EXCERTO ESCOLHIDO →
##########
Uruguai
Amnistia
à ditadura posta em causa
Dez anos depois de decidir em referendo amnistiar todos aqueles que estiveram envolvidos na ditadura, o Uruguai discute hoje se essa foi a melhor decisão.
Em Abril de 1989 a
Lei de Caducidade da Pretensão Punitiva do Estado foi aprovada
numa consulta popular com 55 por cento de votos a favor e 42 por
cento contra. Como consequência, nenhum responsável pelos
assassinatos, torturas e desaparecimentos ocorridas entre Junho
de 1973 e Março de 1985, ou seja, durante os 12 anos de
ditadura, foram punidos.
Esta será uma forma de garantir a estabilidade do país, como
defende entre outros o Presidente Julio María Sanguinetti, que
fala do referendo como uma saída «original e civilizada» da
ditadura, que afastou as «imensas paixões» que poderia pôr em
perigo a democracia e a economia do país. «Pudemos dedicar-nos
a outras coisas. O balanço não pode ser mais que positivo»,
afirma Sanguinetti, citado pelo jornal espanhol El País.
Mas há quem tenha uma opinião diferente e refira que, sem que
haja uma investigação sobre os crimes cometidos ou levado a
cabo qualquer processo de justiça, a reconciliação nacional
nunca será completa.
O El País cita María Condenanza presa durante cinco anos
por pertencer à organização da juventude do Partido Comunista.
##########
Entradas de anotação de coordenadas:
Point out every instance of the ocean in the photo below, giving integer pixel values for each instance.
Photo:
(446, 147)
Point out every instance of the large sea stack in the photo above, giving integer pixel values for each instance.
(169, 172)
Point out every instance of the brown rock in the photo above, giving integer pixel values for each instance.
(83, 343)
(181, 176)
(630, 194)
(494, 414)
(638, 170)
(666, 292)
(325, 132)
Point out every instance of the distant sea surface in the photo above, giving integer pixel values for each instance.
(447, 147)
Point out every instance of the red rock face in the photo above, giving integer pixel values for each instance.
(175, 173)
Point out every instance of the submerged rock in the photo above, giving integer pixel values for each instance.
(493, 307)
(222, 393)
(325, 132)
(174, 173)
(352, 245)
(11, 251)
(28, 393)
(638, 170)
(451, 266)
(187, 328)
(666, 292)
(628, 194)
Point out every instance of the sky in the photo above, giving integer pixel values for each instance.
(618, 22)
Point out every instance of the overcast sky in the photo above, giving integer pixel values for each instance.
##########
EXERCÍCIO ESCRITO 1 →
No texto sobre a amnistia no Uruguai, com que percentagem de votos a favor foi aprovada a lei na consulta popular de 1989?
EXERCÍCIO ESCRITO 2 →
Escreve a continuação do texto sobre a amnistia à ditadura no Uruguai, a partir da última frase.

RESULTADO DO EXERCÍCIO 1 →
Foi aprovada com 55 por cento de votos a favor.

RESULTADO DO EXERCÍCIO 2 →
Para esta mulher de 50 anos, os militares «têm de dizer que
nunca mais vão torturar, que nunca mais vão violar as
instituições, que vão respeitar a democracia para o resto da
sua vida». «Um arrependimento», pede Matilde Rodríguez,
presidente em 1989 da Comissão Nacional Pró Referendo.
O país com mais
presos políticos
De acordo com um
estudo da responsabilidade da associação humanitária Serviço
de Paz e Justiça (SERPAJ), o Uruguai é o país que teve o maior
número de presos políticos em relação à sua população: 31
em cada 10 mil habitantes.
Os crimes cometidos são tão graves como os do Chile ou da
Argentina, nações que hoje voltam a discutir o que fazer com os
militares envolvidos no regime. A única diferença é o número
dos casos de atrocidades, visto o Uruguai ser um país com poucos
habitantes. A população atinge apenas os três milhões de
pessoas.
Durante a ditadura, a tortura transformou-se num «acto
absolutamente generalizado, algo normal de que só se livravam
uns poucos casos excepcionais», sublinha o SERPAJ. «Com um
inimigo interno vale tudo», diz María Condenanza, detida em
1975 com o marido e um amigo.
«Depois de te deterem, com os olhos vendados, deixavam-te de pé
durante dias. Logo vinham os interrogatórios e no
interrogatório vinha a tortura. Uma vez por dia permitiam ir à
casa de banho. As mulheres tinham a menstruação e não nos
davam nada», conta María.
«Sentias o ódio. Porque há coisas que só com uma grande carga
de ódio é que as podes fazer. Porque a uma pessoa absolutamente
inerte, deitada num colchão ou no chão, às vezes despida,
atada, vendada, à qual se tortura... tem de haver uma grande
carga emocional da parte do torturador para poder fazer isso»,
diz.
María lança um apelo: «Que o juiz Baltazar Garzón (que pediu
a extradição para Espanha do antigo ditador chileno Augusto
Pinochet), o qual respeito e admiro tanto, possa ajudar o nosso
povo para que em algum momento se possa fazer alguma forma de
justiça».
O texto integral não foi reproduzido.